++++ Teks Dokumen

Dalam konteks ini, pada perkembangan masa kini, dimana kehidupan sosialnya cenderung dihadapakan dengan masalah politik. Sekali kata yang diungkapkan kepada pihak ketiga yakini Aparat (TNI/Porli) menjadi ancaman berat bagi orang yang mengungkapkan kata seperti “Referendum”.

Dengan kata itu, telah menjadi ancaman bagi mereka, aparat keamanan (TNI/Porli) di Negara ini. Apalagi melihat dengan perkembangan status politik yang sedang berkembang di akhir-akhir ini telah menjadi isu di kanjang Internasional. Dan hal itu akan menjadi ancaman bagi Negara.

Padahal, maksud dari sebutan “kata” justru dikembangkan dari sisi positif, bukannya bertingkah buruk bagi Negara.

Sala satu contoh kecil, sebutan kata “Referendum” saja sudah menjadi goncangan keras di mata Negara. Kemana mencari orang yang ungkapkan kata Referendum itu. Apalagi dilakukan dengan tindakan keras Kepada Negara. Malah kehancuran yang menimpah. 

Rakyat Papua kadang dijadikan buruan, yang harus dikejar, ditangkap lalu dibunuh. Buktinya sudah terjadi di Papua. Rakyat Papua banyak yang korban karena menyebutkan kata-kata yang melanggar UUD Negara Indonesia.

Salah satu contoh yang menjadi buruan Aparat (TNI/Porli), tepat di enartotali pada tanggal 8 Desember 2014, kasus 4 pelajar yang dibunuh dan belasan warga sipil lainya luka-luka. Ini adalah bukti kasus pembunuhan yang tidak manusiawi.

Kasus itu sudah menjadi pelanggaran HAM berat. Semestinya palaku diberikan hukuman mati tanpa ada pertimbangan dan tolerasi apapun. Malah, kasus itu hingga detik ini tak ada kejelasan dari pihak Komnas Ham RI. Meski sudah mengeluarkan Rekomendasi Ad Hock dari Komnas HAM RI.

++++++++
++++ Baris yang Ditampilkan

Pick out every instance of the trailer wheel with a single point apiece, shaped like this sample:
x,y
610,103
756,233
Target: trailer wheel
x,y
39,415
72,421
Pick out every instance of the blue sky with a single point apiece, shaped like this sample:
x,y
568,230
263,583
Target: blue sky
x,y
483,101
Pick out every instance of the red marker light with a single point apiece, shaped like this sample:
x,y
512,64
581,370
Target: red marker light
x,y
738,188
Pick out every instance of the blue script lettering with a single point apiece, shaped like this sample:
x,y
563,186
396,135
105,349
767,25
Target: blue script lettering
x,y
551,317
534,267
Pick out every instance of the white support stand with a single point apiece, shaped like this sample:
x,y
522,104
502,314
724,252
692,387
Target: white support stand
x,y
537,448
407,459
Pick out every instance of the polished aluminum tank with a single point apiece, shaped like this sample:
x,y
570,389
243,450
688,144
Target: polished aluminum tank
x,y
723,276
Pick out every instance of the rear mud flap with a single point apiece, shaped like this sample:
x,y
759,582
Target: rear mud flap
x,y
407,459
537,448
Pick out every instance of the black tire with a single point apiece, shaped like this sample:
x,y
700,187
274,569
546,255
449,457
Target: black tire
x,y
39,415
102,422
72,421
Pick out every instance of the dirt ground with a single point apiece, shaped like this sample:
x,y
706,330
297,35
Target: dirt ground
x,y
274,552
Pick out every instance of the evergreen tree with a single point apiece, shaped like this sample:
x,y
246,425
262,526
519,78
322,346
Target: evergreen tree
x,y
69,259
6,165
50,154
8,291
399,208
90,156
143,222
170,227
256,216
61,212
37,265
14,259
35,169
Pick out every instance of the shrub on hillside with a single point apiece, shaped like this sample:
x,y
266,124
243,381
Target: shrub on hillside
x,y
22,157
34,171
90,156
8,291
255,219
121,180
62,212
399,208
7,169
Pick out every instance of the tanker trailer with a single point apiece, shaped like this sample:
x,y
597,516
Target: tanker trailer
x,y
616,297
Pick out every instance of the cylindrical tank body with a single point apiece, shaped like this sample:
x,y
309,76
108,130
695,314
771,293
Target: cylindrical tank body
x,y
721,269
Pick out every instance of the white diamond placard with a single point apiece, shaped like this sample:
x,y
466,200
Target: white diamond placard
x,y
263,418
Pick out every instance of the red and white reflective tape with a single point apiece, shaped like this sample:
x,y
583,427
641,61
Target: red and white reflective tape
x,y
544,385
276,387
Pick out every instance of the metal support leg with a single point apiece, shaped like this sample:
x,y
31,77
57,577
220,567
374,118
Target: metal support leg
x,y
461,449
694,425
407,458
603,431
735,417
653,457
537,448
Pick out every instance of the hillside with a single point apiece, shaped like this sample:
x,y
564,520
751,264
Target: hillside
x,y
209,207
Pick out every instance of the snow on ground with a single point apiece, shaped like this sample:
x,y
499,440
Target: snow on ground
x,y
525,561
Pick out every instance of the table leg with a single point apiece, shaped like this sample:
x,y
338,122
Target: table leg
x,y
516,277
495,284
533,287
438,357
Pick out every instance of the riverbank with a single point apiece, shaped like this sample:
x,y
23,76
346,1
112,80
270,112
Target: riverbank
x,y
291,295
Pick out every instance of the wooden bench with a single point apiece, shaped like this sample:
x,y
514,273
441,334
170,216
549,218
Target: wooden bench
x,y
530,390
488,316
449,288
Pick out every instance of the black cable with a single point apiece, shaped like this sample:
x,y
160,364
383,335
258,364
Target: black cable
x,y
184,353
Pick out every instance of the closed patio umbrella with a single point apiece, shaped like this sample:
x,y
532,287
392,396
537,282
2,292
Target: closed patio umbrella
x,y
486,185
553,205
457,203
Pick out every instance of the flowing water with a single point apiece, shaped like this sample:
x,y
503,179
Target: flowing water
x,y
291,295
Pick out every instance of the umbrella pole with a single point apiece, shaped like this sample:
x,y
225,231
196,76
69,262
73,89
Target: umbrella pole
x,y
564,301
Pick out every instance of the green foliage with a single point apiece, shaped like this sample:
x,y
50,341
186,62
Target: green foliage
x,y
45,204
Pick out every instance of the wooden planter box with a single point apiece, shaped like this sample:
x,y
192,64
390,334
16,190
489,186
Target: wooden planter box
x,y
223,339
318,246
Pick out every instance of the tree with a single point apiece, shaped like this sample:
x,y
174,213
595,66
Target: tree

++++++++

• **Tugas untuk Dikerjakan**
1. Menurut teks tentang kata “Referendum” dan Papua, berapa pelajar yang dibunuh dalam kasus tanggal 8 Desember 2014?
2. Salin ulang persis baris data mulai dari baris yang memuat “Pick out every instance of the tree” sampai akhir baris data, termasuk kedua ujungnya.
Teks dan baris data tidak saling berkaitan.

• **Tugas yang Diselesaikan**
1. 4 pelajar.

2.
Pick out every instance of the tree with a single point apiece, shaped like this sample:
x,y
174,213
595,66
Target: tree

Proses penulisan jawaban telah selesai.